**WHAT YOU HAVE TO DO**
Could you write out all the records once more, exactly?

**DATA SECTION**
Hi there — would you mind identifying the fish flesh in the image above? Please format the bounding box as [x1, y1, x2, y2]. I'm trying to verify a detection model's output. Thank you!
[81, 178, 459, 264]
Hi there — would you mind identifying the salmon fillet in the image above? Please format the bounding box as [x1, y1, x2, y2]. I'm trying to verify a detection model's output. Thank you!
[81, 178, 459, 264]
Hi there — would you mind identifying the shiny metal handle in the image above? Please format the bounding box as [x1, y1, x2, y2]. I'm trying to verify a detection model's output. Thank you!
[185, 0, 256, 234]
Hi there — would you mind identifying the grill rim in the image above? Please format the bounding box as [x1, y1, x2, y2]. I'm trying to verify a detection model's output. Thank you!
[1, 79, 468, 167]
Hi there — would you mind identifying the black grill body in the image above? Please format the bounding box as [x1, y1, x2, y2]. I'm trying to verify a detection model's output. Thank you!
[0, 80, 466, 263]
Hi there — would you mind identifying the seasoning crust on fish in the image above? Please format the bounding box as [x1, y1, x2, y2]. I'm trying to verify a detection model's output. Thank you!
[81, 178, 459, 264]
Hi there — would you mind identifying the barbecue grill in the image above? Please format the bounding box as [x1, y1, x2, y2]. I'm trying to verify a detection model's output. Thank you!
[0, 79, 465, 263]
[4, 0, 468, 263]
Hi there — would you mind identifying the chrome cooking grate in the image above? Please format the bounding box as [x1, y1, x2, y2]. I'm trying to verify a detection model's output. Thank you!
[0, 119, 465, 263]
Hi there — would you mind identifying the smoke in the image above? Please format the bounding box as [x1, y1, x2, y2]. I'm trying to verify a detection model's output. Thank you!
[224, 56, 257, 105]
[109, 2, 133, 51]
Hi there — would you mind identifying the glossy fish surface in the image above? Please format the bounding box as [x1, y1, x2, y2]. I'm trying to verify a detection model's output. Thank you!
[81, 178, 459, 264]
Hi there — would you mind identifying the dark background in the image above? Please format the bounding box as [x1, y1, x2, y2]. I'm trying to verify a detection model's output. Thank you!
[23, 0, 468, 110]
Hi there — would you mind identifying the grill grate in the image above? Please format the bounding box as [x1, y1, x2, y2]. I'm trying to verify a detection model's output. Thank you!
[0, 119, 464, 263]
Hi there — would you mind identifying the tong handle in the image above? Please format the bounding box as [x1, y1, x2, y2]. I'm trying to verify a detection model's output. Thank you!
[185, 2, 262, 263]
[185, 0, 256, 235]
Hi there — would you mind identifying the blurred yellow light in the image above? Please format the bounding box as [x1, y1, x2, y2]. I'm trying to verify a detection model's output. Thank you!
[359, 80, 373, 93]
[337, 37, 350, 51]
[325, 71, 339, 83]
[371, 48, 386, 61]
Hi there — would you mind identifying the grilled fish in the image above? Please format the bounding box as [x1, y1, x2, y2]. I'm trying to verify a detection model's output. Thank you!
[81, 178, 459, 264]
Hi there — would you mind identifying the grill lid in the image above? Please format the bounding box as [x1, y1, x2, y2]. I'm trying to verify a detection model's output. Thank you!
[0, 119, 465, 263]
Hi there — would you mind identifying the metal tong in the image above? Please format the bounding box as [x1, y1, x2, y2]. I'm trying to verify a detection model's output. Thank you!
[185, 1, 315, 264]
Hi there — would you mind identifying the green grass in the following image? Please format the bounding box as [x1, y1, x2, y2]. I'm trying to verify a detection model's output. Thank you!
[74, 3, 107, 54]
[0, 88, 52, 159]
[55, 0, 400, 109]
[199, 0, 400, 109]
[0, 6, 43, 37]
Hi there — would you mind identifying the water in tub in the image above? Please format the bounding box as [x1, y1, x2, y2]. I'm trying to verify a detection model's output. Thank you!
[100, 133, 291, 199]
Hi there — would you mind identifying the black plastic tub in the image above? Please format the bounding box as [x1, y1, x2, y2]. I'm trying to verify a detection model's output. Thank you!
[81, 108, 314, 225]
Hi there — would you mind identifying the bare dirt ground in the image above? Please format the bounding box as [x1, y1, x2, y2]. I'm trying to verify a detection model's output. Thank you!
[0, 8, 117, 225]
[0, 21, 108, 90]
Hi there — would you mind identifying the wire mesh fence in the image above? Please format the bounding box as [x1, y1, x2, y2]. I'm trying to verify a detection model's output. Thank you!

**EXPECTED OUTPUT**
Hi there — would you mind identifying the fish flesh in the image above? Please format the bounding box as [x1, y1, x2, y2]. I'm trying to verify a detection model's output. Thank you!
[81, 178, 459, 264]
Hi there — would you mind identifying the salmon fillet in the image above? Please format the bounding box as [x1, y1, x2, y2]. I'm trying to verify a detection model's output. Thank you!
[81, 178, 459, 264]
Hi there — would you mind identifying the shiny metal handle in the image above? Please format the bounding box as [x1, y1, x2, y2]. I'm trying to verify a detection model's output. Thank you!
[185, 0, 256, 234]
Hi there — would you mind identifying the grill rim in the image above? Please format the bounding box as [x1, y1, x2, y2]. I'm trying to verify a detection model's output. Thank you!
[1, 79, 468, 167]
Hi there — would you mind identifying the black grill body in the image above? Please format the bounding box as [x1, y1, x2, y2]. I'm trying to verify a detection model's output. Thank you!
[0, 80, 466, 263]
Hi there — would you mind identifying the seasoning crust on fish in the image above? Please format the bounding box as [x1, y1, x2, y2]. I'm trying to verify a detection model's output. Thank you!
[81, 178, 459, 264]
Hi there — would you mind identifying the barbecue grill in the image above? Please format the bounding box as [x1, y1, x2, y2]. I'm trying to verify a detection model's output. Thank you!
[0, 79, 465, 263]
[4, 0, 468, 263]
Hi there — would you mind identifying the chrome cooking grate in the image above? Please format the bounding box as [x1, y1, x2, y2]. I'm trying to verify a detection model's output. Thank you!
[0, 119, 465, 263]
Hi there — would you mind identifying the smoke in the image above? Please format the bounding box as [x1, y1, x2, y2]. I'm trying to verify a detection model's output. Thank you!
[224, 56, 257, 105]
[109, 2, 133, 51]
Hi there — would you mind identifying the glossy fish surface in the image above? Please format the bounding box as [x1, y1, x2, y2]. I'm trying to verify a detection model's output. Thank you!
[81, 178, 459, 264]
Hi there — would you mind identifying the dark background in the image above? Please format the bounding box as [x1, y1, x2, y2]. I'm trying to verify a detection model's output. Thank you!
[23, 0, 468, 110]
Hi there — would you mind identifying the grill grate in the image above? Please format the bounding box as [x1, y1, x2, y2]. I'm trying to verify a detection model's output. Thank you!
[0, 119, 464, 263]
Hi there — would you mind identifying the tong handle in the image above? Please format the bounding box as [x1, y1, x2, y2]. I'm trying to verify a detection model's output. Thank you!
[185, 2, 262, 263]
[185, 0, 256, 235]
Hi there — would you mind identifying the blurred yellow light in the image above? Please format the bounding box as [x1, y1, x2, y2]. I'm trying to verify a detection model's output. Thank you!
[359, 80, 373, 93]
[337, 37, 350, 51]
[325, 71, 339, 83]
[371, 48, 386, 61]
Hi there — would you mind identifying the grilled fish in the image above? Please format the bounding box as [x1, y1, x2, y2]. I'm trying to verify a detection model's output. Thank you!
[81, 178, 459, 264]
Hi there — would you mind identifying the grill lid in the image above? Please format the bounding box as [x1, y1, x2, y2]. I'm trying to verify a detection model's output. Thank you!
[0, 119, 465, 263]
Hi there — would you mind identifying the metal tong in the image above? Please format the bounding box as [x1, y1, x2, y2]. I'm trying to verify a detection model's output. Thank you!
[185, 1, 315, 264]
Hi there — would you mind identifying the green grass in the following image? Please format the bounding box as [x1, y1, x2, y2]. I'm trying to verify a detection model's output. Thank you!
[74, 3, 107, 54]
[0, 88, 52, 159]
[55, 0, 400, 109]
[199, 0, 400, 109]
[0, 6, 43, 37]
Hi there — would you mind identifying the water in tub in the image above? Please format the bounding box as [x1, y1, x2, y2]. I'm trying to verify a detection model's output. Thank you!
[100, 133, 291, 199]
Hi there — would you mind identifying the black plastic tub in the image above? Please format the bounding box as [x1, y1, x2, y2]. I'm trying to verify a detection model's output. Thank you!
[81, 108, 314, 225]
Hi there — would you mind identifying the bare dirt ground in the image above? Please format the bounding box as [x1, y1, x2, y2]. I'm trying to verify a detection model's output. Thank you!
[0, 8, 117, 225]
[0, 21, 108, 90]
Hi there — would you mind identifying the wire mesh fence in the image above? Please format the bounding box as [x1, y1, x2, y2]. I'm trying to verify a detection model's output. Thank you!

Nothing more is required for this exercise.